What is needed: In the entries that follow, identify the line containing "Question. For every instance of the woman" and return it together with all later lines, exactly as they appear.
*** Data records ***
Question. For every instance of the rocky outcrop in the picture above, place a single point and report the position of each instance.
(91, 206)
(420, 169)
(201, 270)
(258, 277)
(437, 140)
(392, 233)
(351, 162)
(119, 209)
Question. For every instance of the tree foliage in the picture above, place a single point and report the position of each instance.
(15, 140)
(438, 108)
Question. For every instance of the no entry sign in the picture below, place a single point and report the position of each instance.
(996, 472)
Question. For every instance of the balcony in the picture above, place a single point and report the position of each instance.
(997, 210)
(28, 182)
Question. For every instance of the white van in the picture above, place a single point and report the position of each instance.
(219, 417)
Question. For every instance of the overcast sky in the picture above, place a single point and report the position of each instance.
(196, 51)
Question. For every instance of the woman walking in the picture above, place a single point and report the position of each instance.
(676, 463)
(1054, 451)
*** End of Data records ***
Exercise output:
Question. For every instance of the woman walking in the picture above, place a single point and report the position of each instance.
(676, 463)
(1054, 451)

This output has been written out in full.